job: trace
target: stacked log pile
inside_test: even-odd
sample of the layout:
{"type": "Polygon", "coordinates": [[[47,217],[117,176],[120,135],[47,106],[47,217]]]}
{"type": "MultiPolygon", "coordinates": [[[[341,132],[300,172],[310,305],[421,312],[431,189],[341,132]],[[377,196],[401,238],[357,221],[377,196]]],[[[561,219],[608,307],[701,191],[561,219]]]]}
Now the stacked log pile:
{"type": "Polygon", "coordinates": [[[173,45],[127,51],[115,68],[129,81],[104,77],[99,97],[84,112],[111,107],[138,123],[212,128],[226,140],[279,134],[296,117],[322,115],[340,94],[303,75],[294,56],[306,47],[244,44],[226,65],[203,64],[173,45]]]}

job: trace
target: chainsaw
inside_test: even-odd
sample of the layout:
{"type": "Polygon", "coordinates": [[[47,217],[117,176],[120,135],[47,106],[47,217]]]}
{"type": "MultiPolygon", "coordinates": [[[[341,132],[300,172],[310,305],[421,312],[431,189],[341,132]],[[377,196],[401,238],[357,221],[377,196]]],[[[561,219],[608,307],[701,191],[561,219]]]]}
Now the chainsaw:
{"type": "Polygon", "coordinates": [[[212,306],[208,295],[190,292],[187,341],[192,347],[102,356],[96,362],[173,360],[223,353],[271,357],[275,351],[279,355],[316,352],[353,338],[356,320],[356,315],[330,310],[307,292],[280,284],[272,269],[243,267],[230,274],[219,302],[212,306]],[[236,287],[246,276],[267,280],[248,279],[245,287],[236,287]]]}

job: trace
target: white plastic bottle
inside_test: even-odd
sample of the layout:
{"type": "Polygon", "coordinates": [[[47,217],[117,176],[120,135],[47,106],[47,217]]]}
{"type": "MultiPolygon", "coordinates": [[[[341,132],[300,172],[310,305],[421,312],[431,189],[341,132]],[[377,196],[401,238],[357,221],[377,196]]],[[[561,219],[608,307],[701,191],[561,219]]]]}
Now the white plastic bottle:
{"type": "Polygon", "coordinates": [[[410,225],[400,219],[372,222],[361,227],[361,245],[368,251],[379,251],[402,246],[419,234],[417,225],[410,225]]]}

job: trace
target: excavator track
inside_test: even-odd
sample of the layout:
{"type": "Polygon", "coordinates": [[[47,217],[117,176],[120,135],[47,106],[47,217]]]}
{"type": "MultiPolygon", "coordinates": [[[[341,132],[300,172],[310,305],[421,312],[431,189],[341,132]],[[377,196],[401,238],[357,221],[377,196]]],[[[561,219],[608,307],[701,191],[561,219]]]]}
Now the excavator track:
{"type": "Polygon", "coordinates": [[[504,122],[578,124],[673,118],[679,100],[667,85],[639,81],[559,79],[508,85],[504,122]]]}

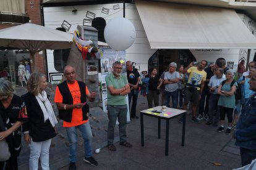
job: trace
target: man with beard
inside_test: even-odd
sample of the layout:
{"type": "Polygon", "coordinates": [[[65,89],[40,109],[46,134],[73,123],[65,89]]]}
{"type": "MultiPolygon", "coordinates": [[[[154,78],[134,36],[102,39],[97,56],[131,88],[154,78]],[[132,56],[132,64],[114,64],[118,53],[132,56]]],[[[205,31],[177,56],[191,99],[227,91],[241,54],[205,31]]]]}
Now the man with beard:
{"type": "MultiPolygon", "coordinates": [[[[199,103],[201,94],[203,92],[207,73],[203,70],[207,65],[207,61],[202,60],[197,67],[194,67],[194,62],[183,70],[183,73],[189,73],[189,79],[187,82],[187,87],[185,89],[184,103],[183,109],[187,109],[187,104],[190,101],[192,103],[192,118],[195,123],[199,123],[199,121],[195,117],[197,115],[197,105],[199,103]]],[[[183,117],[179,120],[179,123],[183,122],[183,117]]]]}
{"type": "Polygon", "coordinates": [[[223,78],[223,69],[222,68],[215,68],[215,76],[211,78],[208,84],[211,95],[209,99],[209,120],[206,124],[210,125],[213,123],[213,126],[217,126],[220,119],[220,111],[218,107],[218,101],[220,95],[217,94],[217,90],[221,82],[226,79],[223,78]],[[213,121],[213,116],[215,113],[215,118],[213,121]]]}
{"type": "Polygon", "coordinates": [[[114,127],[117,119],[119,123],[120,145],[127,147],[132,145],[126,141],[126,115],[127,106],[126,95],[130,93],[130,86],[125,74],[122,74],[122,65],[115,62],[113,67],[113,71],[106,76],[106,84],[108,88],[108,147],[111,151],[116,151],[114,145],[114,127]]]}

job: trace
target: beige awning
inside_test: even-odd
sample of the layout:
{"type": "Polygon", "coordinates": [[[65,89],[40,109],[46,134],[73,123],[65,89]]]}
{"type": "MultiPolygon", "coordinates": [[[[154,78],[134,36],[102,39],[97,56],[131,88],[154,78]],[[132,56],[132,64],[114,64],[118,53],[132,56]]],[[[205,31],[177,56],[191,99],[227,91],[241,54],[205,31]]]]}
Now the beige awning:
{"type": "Polygon", "coordinates": [[[255,49],[233,9],[136,1],[151,49],[255,49]]]}

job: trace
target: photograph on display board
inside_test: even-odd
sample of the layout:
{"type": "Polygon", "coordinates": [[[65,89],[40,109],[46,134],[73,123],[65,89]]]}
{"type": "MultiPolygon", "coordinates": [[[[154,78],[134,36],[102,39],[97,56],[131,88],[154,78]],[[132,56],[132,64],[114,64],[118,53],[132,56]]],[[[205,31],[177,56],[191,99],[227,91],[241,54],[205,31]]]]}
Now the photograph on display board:
{"type": "Polygon", "coordinates": [[[87,66],[87,73],[88,75],[96,75],[98,74],[97,67],[93,65],[87,66]]]}

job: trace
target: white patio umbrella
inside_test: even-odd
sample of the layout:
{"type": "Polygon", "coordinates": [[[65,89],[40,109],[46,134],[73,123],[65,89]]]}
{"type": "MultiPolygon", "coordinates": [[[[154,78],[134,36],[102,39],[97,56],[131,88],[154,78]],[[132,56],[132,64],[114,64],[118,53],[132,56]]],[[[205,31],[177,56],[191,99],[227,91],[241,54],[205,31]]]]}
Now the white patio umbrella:
{"type": "Polygon", "coordinates": [[[44,49],[71,47],[73,35],[43,26],[27,23],[0,30],[0,47],[27,50],[35,69],[35,54],[44,49]]]}

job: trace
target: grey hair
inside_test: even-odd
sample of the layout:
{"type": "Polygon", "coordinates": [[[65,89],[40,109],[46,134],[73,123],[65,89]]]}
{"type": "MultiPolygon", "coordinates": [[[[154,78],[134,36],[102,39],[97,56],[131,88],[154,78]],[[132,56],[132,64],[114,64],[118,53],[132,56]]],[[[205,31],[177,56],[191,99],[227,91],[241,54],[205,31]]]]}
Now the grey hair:
{"type": "Polygon", "coordinates": [[[46,76],[38,73],[33,73],[30,75],[27,83],[27,89],[29,93],[35,95],[40,93],[41,79],[43,77],[46,78],[46,76]]]}
{"type": "Polygon", "coordinates": [[[9,80],[0,78],[0,95],[9,96],[15,91],[14,86],[9,80]]]}
{"type": "Polygon", "coordinates": [[[232,70],[232,69],[228,70],[227,71],[226,71],[226,74],[227,73],[230,73],[232,74],[233,76],[234,76],[234,71],[233,71],[233,70],[232,70]]]}
{"type": "Polygon", "coordinates": [[[177,68],[177,64],[176,63],[174,63],[174,62],[170,63],[169,66],[173,66],[173,67],[175,67],[175,68],[177,68]]]}
{"type": "Polygon", "coordinates": [[[220,68],[220,67],[217,67],[215,69],[215,71],[220,71],[221,74],[223,74],[224,70],[223,68],[220,68]]]}
{"type": "Polygon", "coordinates": [[[63,69],[63,73],[64,73],[64,75],[66,75],[66,71],[67,71],[67,68],[73,68],[74,69],[74,70],[75,71],[75,68],[74,68],[73,67],[72,67],[71,65],[67,65],[66,66],[65,66],[64,67],[64,69],[63,69]]]}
★ ★ ★
_Instructions for the task:_ Please count the lines in the rows above that contain the string "beard", and reply with only that number.

_Exercise answer:_ 2